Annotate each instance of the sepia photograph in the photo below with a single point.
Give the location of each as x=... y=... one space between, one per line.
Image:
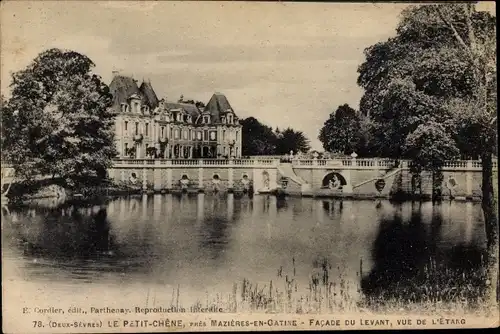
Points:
x=199 y=166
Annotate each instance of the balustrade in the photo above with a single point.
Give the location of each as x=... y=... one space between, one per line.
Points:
x=298 y=163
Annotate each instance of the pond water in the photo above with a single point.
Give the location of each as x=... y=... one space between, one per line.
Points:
x=208 y=249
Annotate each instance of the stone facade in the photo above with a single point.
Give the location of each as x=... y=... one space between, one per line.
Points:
x=148 y=127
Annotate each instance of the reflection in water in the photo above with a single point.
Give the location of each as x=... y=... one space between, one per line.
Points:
x=170 y=240
x=414 y=262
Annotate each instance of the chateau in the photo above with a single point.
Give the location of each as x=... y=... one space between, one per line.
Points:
x=148 y=127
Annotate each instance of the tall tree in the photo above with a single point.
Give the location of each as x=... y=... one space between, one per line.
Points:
x=441 y=68
x=57 y=121
x=291 y=140
x=341 y=132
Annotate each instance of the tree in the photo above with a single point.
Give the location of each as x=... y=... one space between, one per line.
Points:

TO BE DONE: Copy every line of the records above, but scale each x and y coordinate in the answers by 1.8 and round it to a whole number, with halves rounded up. Leave the pictures out.

SOLUTION FOR THIS TASK:
Annotate each instance of the sepia photograph in the photo below with a single point.
Give the location of each as x=... y=... one space between, one per line.
Image:
Points:
x=358 y=299
Annotate each instance of the balustrade in the photo above with a single point.
Give the location of each as x=... y=... one space between, one per line.
Points:
x=536 y=293
Annotate each instance of the pond water in the photo above with a single point.
Give the location of each as x=... y=... one space between, one per line.
Points:
x=374 y=448
Annotate each instance of the stone facade in the photo above with a single point.
Give the location of each as x=... y=... one space between, one per line.
Points:
x=266 y=229
Annotate each instance of the reflection in water in the photo above with a single point.
Give the location of each as x=... y=... one space between, one per line.
Points:
x=306 y=432
x=745 y=472
Annotate each instance of the chateau in the photo above with a single point.
Give the location of each as x=... y=... one space between, one per line.
Points:
x=266 y=229
Annotate each instance of the tall tree in the photo above with a single point.
Give the location of each as x=... y=... one space between, one per line.
Points:
x=794 y=122
x=103 y=218
x=524 y=252
x=614 y=238
Annotate each instance of the tree in the photo above with a single point.
Give the location of each as x=... y=... one space between, one per line.
Points:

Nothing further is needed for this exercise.